● Task prompt
Please turn the rows below, from the line containing "boy and give me its bounding box." through the last row, inclusive, into a JSON list of strings with one string per line. Leave out blank lines.

(Data extracted from a collection)
[start]

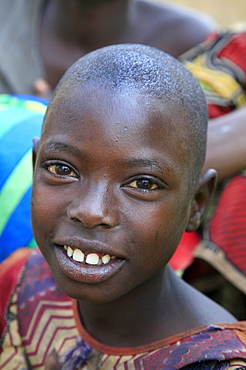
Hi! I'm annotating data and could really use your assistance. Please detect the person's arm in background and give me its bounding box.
[203,107,246,181]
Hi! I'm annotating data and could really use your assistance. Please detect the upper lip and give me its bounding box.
[54,237,124,258]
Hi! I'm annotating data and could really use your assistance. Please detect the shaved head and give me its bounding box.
[45,44,208,186]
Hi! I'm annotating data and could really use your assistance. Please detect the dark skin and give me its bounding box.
[32,86,235,364]
[34,0,214,95]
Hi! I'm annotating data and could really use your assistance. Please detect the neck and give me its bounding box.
[79,268,182,347]
[45,0,133,49]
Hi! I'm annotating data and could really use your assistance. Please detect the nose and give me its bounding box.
[67,186,118,229]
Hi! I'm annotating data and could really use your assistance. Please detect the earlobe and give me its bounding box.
[186,169,217,232]
[32,137,40,169]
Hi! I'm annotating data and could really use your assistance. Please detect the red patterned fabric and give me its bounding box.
[0,250,246,370]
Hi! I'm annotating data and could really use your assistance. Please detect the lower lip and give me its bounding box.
[55,247,125,284]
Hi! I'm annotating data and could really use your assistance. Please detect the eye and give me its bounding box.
[45,163,78,178]
[128,178,160,190]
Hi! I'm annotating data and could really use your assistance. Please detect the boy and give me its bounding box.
[1,44,246,370]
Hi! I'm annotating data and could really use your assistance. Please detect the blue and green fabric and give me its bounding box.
[0,94,48,261]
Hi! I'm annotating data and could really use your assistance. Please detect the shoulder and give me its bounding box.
[0,248,31,335]
[170,273,237,330]
[136,0,216,57]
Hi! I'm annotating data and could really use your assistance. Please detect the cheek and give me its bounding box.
[31,186,56,238]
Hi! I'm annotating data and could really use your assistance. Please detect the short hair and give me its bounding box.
[47,44,208,188]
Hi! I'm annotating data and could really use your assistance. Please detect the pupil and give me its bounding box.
[57,165,69,173]
[137,180,151,189]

[end]

● Task answer
[
  "Hi! I'm annotating data and could really use your assistance. Please detect the boy and give me its bounding box.",
  "[1,44,246,370]",
  "Hi! I'm annotating data and could really use your assistance. Please detect the blue and green fabric and give me its bounding box.",
  "[0,94,48,261]",
  "Hi! I'm annotating data and could really use your assistance. Please detect the shoulder and give me its bounding box.",
  "[0,248,31,335]",
  "[170,273,237,330]",
  "[136,0,216,57]",
  "Hi! I'm annotating data and could really use your assistance. Please detect the cheek and give me its bounding box.",
  "[31,186,56,238]",
  "Hi! I'm annotating data and could really use your assistance. Please detect the short hair and give me its bounding box.",
  "[47,44,208,188]",
  "Hi! I'm annotating data and could really use your assistance. Please detect the pupil and give me its bounding box.",
  "[57,165,69,173]",
  "[137,180,151,189]"
]